* begin RECORDS SHOWN *
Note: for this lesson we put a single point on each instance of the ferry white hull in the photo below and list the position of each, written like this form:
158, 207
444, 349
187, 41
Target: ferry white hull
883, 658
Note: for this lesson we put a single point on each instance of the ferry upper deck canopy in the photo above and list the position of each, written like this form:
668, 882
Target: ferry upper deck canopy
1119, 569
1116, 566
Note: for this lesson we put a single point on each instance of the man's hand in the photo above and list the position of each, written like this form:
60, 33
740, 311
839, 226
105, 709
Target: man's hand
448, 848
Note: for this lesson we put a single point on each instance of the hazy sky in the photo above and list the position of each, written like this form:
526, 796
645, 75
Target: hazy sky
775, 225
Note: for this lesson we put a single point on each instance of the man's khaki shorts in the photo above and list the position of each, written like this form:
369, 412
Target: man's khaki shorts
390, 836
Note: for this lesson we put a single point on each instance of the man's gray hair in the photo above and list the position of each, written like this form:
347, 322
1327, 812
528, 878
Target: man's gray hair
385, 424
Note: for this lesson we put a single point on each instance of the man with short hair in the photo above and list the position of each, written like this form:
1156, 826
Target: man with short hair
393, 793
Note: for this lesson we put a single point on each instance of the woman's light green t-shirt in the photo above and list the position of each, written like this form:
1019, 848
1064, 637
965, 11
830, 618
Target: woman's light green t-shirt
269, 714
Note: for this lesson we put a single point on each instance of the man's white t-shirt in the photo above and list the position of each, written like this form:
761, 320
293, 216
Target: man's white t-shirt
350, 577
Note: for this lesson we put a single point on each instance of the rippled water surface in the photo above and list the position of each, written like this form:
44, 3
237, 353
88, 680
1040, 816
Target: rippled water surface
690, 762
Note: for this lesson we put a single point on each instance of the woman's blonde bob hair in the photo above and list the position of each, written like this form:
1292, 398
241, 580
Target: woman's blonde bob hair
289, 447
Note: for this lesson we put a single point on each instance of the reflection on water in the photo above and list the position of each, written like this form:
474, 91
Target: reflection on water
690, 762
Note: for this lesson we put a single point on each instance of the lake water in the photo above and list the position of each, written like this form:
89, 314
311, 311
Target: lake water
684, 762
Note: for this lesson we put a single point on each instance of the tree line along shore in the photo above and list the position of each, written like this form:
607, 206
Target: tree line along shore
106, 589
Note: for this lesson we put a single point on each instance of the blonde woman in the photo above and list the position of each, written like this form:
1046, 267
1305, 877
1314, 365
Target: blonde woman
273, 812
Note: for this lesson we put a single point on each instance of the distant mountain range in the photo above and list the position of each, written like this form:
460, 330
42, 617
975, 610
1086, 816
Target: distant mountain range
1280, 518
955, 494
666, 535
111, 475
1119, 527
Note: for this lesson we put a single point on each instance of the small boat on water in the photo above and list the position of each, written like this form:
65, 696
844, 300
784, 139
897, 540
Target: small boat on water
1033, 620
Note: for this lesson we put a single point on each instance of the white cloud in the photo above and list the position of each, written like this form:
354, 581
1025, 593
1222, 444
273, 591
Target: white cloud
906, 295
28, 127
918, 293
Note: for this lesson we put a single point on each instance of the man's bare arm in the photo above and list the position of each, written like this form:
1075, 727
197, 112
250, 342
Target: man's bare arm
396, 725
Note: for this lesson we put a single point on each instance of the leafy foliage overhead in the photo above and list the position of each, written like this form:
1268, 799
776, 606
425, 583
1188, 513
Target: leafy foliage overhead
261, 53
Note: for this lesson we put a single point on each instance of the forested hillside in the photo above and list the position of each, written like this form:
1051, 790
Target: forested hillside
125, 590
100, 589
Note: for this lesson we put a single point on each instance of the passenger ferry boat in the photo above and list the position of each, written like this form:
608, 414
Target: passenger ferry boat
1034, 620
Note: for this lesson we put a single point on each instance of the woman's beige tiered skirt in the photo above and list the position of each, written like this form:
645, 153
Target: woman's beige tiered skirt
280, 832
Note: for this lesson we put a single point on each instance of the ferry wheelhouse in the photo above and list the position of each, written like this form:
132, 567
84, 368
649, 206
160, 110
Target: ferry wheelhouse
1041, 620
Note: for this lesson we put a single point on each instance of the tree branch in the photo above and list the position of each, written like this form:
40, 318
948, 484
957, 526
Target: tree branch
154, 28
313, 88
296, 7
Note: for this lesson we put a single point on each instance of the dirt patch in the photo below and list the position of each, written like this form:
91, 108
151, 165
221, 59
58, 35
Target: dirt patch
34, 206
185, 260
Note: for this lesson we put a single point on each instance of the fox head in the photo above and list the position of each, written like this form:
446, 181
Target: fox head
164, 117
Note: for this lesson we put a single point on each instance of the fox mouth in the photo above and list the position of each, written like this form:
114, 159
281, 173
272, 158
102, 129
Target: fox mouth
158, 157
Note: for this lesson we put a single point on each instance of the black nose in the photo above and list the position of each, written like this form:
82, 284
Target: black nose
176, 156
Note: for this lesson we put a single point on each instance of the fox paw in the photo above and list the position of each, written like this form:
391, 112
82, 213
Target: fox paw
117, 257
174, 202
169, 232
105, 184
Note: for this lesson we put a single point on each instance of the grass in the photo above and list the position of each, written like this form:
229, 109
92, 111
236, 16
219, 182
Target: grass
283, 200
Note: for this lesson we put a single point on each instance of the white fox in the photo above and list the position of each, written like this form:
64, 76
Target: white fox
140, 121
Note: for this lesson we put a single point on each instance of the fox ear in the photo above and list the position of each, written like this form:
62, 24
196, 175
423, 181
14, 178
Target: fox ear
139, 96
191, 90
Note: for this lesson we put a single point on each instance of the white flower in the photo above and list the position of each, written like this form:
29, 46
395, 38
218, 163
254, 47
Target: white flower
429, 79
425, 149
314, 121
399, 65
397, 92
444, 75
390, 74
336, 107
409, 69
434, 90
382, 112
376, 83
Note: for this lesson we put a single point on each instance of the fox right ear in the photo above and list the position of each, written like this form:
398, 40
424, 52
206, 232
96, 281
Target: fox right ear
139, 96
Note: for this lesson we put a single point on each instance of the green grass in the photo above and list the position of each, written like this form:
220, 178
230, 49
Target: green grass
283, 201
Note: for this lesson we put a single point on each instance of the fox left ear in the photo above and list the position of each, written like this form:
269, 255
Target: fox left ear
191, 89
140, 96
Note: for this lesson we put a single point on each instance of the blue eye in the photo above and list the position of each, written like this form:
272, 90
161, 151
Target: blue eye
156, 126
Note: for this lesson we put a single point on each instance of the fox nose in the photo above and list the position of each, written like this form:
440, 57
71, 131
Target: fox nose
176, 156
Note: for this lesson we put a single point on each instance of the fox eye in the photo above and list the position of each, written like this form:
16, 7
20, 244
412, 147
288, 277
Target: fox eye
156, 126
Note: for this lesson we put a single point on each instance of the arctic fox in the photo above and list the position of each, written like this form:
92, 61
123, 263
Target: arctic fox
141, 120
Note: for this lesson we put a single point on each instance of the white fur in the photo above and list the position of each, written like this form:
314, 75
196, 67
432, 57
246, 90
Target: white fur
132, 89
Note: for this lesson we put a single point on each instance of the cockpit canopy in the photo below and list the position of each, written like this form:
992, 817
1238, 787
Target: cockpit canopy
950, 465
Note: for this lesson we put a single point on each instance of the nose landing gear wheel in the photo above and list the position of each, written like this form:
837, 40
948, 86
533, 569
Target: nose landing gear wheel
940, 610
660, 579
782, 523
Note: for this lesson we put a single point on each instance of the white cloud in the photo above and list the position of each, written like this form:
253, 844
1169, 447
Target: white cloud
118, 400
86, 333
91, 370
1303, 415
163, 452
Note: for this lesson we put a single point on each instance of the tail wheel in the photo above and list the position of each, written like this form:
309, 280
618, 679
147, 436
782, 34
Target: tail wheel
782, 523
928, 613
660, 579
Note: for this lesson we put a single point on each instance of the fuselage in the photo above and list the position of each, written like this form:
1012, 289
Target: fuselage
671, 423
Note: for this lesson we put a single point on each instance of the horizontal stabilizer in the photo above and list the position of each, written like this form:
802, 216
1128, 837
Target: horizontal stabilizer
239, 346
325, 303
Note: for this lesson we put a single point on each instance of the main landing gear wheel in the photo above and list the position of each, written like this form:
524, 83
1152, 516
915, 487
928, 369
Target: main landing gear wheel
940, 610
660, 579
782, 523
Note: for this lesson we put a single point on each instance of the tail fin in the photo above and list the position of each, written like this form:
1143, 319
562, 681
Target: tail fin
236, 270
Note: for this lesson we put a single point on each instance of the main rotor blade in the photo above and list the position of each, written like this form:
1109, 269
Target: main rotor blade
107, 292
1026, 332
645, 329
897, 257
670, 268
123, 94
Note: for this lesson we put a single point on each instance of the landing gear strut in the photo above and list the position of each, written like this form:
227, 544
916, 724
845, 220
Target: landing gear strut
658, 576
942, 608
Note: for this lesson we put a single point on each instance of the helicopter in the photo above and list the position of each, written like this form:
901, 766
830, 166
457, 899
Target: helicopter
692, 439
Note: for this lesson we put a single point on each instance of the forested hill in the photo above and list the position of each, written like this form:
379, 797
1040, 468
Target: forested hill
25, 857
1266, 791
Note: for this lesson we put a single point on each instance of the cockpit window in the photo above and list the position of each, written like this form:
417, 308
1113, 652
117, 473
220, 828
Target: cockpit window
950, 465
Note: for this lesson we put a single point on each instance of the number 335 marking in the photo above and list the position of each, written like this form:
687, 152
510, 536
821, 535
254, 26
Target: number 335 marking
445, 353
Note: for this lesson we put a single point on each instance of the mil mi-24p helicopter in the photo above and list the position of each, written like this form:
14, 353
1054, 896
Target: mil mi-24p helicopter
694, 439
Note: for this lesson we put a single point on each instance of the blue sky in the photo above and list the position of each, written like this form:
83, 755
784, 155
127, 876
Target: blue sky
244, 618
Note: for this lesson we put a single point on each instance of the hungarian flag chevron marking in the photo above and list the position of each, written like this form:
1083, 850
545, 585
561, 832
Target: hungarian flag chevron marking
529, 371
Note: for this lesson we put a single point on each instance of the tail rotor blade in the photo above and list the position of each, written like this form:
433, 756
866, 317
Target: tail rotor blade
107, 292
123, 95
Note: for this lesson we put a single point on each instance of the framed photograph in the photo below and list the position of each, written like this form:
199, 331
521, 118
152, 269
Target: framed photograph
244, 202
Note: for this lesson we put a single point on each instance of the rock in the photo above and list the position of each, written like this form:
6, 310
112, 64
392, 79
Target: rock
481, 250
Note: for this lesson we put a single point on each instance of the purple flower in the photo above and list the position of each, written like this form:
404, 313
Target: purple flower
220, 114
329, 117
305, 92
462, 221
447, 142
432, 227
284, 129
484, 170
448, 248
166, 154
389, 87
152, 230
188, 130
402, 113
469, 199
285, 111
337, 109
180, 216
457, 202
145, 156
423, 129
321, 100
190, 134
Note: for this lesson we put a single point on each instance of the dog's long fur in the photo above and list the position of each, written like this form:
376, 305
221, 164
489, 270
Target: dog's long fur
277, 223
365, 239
* end RECORDS SHOWN *
*SET TASK:*
Go back to the data above and please quote exactly, and only, the lines from the line with "of the framed" through its last line.

*TASK SOLUTION:*
Note: for this lesson we put a single point on each instance of the framed photograph in the photo below and list the position of each, written like this form:
199, 331
521, 118
152, 269
Target: framed photograph
244, 202
Note: for this lesson we put a single point on each instance of the rock in the photo above and list the position of each, written like this form:
6, 310
112, 64
392, 79
Target: rock
481, 250
Note: for this lesson we put a single point on each instance of the purple flower in the photo above and list the position of each, written like this form:
404, 313
Target: purple flower
220, 114
329, 117
305, 92
462, 221
447, 142
432, 227
284, 129
484, 170
448, 248
166, 154
389, 87
152, 230
188, 130
402, 113
469, 199
285, 111
337, 109
180, 216
457, 202
145, 156
423, 129
321, 100
190, 134
Note: for this lesson we put a single point on each instance of the dog's long fur in the photo above and list the position of each, written like this form:
376, 305
221, 164
489, 270
Target: dog's long fur
277, 223
365, 239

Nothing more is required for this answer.